- [Written problem]: Copy the entries line for line, starting from the very first line and continuing through the line that contains "POLYGON ((556 217, 556".

- [Given data]:
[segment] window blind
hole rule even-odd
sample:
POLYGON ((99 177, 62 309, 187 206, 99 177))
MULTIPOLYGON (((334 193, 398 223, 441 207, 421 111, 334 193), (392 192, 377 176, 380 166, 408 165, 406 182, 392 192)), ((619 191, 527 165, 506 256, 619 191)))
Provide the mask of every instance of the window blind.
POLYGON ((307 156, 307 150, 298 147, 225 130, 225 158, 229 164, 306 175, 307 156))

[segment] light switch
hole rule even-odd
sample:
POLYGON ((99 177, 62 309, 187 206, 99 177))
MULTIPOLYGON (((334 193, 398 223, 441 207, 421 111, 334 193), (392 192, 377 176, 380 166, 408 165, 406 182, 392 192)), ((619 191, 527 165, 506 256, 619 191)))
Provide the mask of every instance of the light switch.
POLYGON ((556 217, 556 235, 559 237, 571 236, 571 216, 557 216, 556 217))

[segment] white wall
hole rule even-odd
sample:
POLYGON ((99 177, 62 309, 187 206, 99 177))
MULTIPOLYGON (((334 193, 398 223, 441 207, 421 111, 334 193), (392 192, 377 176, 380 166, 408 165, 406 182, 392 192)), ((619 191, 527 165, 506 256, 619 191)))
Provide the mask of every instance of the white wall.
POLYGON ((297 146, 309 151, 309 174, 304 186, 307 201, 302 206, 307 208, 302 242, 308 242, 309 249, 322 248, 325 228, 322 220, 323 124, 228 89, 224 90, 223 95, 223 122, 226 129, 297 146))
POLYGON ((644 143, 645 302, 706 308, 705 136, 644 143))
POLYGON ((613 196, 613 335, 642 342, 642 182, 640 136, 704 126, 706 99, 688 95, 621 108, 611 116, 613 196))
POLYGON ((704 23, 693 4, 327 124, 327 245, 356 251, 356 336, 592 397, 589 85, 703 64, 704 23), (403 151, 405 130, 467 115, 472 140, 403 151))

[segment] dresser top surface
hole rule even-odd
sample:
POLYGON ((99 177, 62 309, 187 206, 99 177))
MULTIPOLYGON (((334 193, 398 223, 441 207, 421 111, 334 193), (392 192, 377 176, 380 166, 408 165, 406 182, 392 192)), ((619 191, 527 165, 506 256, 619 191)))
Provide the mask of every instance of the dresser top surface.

- [Exercise solution]:
[segment] window blind
hole rule even-odd
sample:
POLYGON ((99 177, 62 309, 187 206, 99 177))
MULTIPOLYGON (((334 193, 398 223, 441 207, 421 111, 334 193), (392 192, 377 176, 380 166, 408 165, 406 182, 392 192)), ((619 191, 527 165, 506 256, 619 191)))
Provide the mask of every instance of the window blind.
POLYGON ((307 156, 307 150, 298 147, 225 130, 225 158, 229 164, 306 175, 307 156))

[segment] light switch
hole rule even-odd
sample:
POLYGON ((99 177, 62 309, 187 206, 99 177))
MULTIPOLYGON (((334 193, 398 223, 441 207, 421 111, 334 193), (392 192, 377 176, 380 166, 408 165, 406 182, 392 192)), ((619 191, 527 165, 506 256, 619 191)))
Provide the mask of every instance of the light switch.
POLYGON ((556 217, 556 235, 559 237, 571 236, 571 216, 557 216, 556 217))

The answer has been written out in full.